# Exercise aim:
Restate word for word the line containing "A point belongs on each instance of the utility" and all remaining lines of the entries below.

# Provided records:
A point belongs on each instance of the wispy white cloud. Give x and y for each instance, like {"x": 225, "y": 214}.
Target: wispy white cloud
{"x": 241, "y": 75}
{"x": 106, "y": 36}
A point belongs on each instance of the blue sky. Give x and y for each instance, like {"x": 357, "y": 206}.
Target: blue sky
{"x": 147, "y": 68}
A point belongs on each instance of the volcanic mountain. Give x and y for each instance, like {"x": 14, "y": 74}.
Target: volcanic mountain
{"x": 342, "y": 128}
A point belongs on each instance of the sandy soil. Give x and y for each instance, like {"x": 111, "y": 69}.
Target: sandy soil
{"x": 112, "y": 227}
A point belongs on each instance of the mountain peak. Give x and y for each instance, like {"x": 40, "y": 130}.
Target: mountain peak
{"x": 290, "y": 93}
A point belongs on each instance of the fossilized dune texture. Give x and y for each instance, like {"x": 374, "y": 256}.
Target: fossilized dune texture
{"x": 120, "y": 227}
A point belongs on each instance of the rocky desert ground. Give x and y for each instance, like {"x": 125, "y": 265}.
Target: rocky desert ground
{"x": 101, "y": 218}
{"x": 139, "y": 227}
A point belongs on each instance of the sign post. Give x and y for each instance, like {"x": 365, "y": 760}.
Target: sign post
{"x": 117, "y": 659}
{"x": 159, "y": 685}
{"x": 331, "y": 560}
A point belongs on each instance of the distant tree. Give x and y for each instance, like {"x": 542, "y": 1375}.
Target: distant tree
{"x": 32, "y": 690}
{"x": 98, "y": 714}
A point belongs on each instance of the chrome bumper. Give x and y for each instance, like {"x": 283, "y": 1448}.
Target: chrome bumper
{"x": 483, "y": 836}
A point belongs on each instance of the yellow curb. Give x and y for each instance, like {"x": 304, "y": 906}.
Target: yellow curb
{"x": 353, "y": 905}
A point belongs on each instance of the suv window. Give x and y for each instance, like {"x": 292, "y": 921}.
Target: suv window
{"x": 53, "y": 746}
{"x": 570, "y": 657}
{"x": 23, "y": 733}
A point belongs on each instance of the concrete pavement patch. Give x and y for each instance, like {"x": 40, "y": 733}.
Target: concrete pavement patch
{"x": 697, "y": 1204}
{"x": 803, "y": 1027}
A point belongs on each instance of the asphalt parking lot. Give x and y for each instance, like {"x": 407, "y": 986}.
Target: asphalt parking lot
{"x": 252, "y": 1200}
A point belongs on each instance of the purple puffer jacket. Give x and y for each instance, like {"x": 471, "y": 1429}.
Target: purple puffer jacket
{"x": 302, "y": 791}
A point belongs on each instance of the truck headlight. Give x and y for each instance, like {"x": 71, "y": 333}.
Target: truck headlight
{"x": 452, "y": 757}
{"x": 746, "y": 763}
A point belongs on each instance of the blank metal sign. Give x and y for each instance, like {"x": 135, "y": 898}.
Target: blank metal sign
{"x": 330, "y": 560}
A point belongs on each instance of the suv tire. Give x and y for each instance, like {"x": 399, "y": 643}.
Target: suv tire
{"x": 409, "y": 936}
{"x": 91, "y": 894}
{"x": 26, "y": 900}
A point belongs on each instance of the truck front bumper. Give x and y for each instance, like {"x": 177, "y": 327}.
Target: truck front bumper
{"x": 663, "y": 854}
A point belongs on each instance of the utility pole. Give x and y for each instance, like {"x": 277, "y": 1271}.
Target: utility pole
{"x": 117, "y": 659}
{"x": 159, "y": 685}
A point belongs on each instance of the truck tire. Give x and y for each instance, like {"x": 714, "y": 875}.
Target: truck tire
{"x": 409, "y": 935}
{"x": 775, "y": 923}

# Output:
A point belongs on each instance of the utility pole. Give x and y for each instance, like {"x": 277, "y": 1271}.
Target: utility pole
{"x": 117, "y": 659}
{"x": 159, "y": 685}
A point belongs on each instance of the truck tire. Give x and y for each instance, like {"x": 714, "y": 875}.
Target: truck tire
{"x": 409, "y": 935}
{"x": 775, "y": 923}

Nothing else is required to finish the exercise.